### Passage provided:
- - - -

We think we have all the time in the world. At least, I always have. I’m constantly pushing that which could be done now onto tomorrow – always thinking there’s time to do that later.

But this doesn’t apply to anyone, and definitely not to everyone.

You see, I have a friend. A really good friend I met just on three years ago. He’s a great person. I met him playing a game, listened to his problems and laughed when things were going well for him. Sometimes we don’t talk for months, but I always know he’s there just in case. I think he knows it, too.

And then last year, his time ran out. They gave him a count-down. No, it isn’t cancer. It’s Huntingtons. In his mid-twenties the doctor told him he’d be dead by 2020.

I’m the only person who knows.

I get the feeling he only told me because I’m removed in terms of distance. In an online friendship there’s always that safety net. At first I didn’t understand his reasoning. Why not tell the people who care about you, why not have them enjoy their last years with you and be there for you when you need someone to be?

His answer: “It’s amazing how difficult it is to live each day like it’s your last, when you know the ending. When the time comes, I will let go. I don’t want the people I leave behind not to be able to and make both of us suffer because they don’t want to let me go.”

- - - -

### Problem set:
a – Copy out the passage about time word for word, from "But this doesn’t" up to and including "someone to be?".
b – In the passage about time, by what year did the doctor say the friend would be dead?
The material after this point comes from a different source than the passage about time.

- - - -

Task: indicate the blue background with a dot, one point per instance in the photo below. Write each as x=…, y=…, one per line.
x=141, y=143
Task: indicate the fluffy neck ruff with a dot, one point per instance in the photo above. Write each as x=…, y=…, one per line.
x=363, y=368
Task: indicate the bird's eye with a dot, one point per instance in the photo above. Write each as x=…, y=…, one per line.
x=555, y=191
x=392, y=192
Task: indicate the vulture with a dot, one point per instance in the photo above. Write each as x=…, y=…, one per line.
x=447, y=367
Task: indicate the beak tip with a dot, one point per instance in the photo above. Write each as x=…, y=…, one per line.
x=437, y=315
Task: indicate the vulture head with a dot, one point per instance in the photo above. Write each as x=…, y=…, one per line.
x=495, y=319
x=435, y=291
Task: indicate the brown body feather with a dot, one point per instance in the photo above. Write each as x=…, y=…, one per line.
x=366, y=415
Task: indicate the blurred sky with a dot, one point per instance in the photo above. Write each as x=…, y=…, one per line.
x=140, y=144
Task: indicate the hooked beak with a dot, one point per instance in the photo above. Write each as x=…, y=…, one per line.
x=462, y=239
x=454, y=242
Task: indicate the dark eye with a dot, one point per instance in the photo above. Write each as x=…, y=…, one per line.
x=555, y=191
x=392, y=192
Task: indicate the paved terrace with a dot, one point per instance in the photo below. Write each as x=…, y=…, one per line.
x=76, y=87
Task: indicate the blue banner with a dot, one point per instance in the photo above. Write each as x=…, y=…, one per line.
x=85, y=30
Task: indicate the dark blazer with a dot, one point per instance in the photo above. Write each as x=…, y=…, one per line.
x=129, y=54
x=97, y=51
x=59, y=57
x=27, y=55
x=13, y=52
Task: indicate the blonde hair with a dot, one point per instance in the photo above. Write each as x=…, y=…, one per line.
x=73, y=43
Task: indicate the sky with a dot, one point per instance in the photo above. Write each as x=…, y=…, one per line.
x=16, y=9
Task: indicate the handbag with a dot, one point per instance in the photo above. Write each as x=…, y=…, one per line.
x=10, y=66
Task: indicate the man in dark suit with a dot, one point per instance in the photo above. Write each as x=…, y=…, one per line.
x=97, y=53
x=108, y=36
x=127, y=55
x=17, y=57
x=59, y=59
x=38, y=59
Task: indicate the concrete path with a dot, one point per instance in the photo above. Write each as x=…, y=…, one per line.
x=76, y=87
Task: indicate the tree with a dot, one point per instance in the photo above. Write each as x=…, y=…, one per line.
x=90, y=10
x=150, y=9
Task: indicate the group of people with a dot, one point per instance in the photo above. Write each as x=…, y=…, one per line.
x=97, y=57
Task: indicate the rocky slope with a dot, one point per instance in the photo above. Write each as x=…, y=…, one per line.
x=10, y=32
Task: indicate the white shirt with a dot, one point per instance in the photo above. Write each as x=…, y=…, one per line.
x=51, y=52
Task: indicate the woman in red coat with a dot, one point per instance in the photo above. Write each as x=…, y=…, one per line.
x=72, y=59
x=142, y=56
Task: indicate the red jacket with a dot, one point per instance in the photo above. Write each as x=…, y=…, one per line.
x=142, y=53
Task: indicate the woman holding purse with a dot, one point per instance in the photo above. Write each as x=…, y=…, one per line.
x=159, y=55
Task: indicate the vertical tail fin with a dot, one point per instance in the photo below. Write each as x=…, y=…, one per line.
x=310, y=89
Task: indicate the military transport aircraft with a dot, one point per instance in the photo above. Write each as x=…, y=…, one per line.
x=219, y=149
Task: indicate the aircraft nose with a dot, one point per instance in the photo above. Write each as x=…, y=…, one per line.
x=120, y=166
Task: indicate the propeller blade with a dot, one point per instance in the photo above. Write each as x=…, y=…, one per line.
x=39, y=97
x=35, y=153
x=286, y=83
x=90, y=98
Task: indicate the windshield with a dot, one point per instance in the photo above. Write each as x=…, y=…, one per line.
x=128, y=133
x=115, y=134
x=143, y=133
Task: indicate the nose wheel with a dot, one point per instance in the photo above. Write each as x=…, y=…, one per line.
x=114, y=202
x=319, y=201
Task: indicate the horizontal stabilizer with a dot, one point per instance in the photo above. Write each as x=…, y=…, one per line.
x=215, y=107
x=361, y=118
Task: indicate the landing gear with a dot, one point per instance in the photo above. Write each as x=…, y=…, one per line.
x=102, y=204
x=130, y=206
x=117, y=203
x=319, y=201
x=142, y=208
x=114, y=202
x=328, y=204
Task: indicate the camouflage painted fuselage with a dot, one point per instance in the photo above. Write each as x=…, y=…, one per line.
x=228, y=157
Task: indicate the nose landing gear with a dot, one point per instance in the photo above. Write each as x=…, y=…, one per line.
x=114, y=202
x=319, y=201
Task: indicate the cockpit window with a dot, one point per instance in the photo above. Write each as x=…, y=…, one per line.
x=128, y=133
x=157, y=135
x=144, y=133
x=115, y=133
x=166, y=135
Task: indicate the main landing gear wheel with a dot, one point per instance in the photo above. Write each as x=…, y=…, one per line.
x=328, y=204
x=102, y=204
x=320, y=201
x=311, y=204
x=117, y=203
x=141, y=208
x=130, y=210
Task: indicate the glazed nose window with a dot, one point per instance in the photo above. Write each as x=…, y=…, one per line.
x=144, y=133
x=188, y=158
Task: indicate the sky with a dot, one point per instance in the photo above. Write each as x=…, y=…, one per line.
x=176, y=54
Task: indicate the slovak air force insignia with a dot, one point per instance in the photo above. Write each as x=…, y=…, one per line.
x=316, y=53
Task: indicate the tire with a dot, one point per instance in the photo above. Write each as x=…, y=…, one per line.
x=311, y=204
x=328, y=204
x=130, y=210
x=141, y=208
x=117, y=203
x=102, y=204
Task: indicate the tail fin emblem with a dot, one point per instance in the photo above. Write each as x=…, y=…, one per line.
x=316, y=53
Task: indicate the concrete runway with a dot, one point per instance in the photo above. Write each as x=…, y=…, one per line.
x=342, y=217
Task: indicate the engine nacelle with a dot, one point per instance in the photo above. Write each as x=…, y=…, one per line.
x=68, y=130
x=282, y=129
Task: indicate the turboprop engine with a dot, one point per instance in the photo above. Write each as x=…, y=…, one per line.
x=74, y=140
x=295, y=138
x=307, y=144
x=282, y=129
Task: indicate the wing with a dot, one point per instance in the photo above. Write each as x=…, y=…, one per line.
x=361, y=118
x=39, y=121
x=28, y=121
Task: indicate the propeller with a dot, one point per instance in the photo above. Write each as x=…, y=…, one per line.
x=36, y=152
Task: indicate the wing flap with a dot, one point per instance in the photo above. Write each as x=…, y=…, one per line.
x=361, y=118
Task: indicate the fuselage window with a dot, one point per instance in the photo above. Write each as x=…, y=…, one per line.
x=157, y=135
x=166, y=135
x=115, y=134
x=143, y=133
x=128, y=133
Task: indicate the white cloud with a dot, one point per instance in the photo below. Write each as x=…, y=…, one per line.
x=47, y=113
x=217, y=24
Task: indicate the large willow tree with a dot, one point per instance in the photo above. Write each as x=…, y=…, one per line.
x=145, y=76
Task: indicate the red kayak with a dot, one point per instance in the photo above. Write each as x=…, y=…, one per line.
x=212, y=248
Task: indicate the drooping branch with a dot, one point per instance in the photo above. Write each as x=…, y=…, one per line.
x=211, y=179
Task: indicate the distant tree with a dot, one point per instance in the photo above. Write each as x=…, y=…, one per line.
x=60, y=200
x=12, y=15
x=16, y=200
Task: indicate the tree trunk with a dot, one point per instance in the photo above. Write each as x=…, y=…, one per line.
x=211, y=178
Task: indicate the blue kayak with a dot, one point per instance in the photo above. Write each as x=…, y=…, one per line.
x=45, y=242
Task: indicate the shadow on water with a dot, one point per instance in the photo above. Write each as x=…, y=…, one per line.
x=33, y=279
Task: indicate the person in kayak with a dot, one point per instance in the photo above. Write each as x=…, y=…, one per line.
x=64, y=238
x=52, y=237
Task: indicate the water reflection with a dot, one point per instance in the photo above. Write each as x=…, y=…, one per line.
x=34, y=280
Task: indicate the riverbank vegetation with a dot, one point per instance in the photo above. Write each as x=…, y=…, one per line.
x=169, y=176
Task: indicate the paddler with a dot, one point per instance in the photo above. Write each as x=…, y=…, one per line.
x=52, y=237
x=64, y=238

- - - -

### Answers to the problems:
a –
But this doesn’t apply to anyone, and definitely not to everyone.

You see, I have a friend. A really good friend I met just on three years ago. He’s a great person. I met him playing a game, listened to his problems and laughed when things were going well for him. Sometimes we don’t talk for months, but I always know he’s there just in case. I think he knows it, too.

And then last year, his time ran out. They gave him a count-down. No, it isn’t cancer. It’s Huntingtons. In his mid-twenties the doctor told him he’d be dead by 2020.

I’m the only person who knows.

I get the feeling he only told me because I’m removed in terms of distance. In an online friendship there’s always that safety net. At first I didn’t understand his reasoning. Why not tell the people who care about you, why not have them enjoy their last years with you and be there for you when you need someone to be?

b – 2020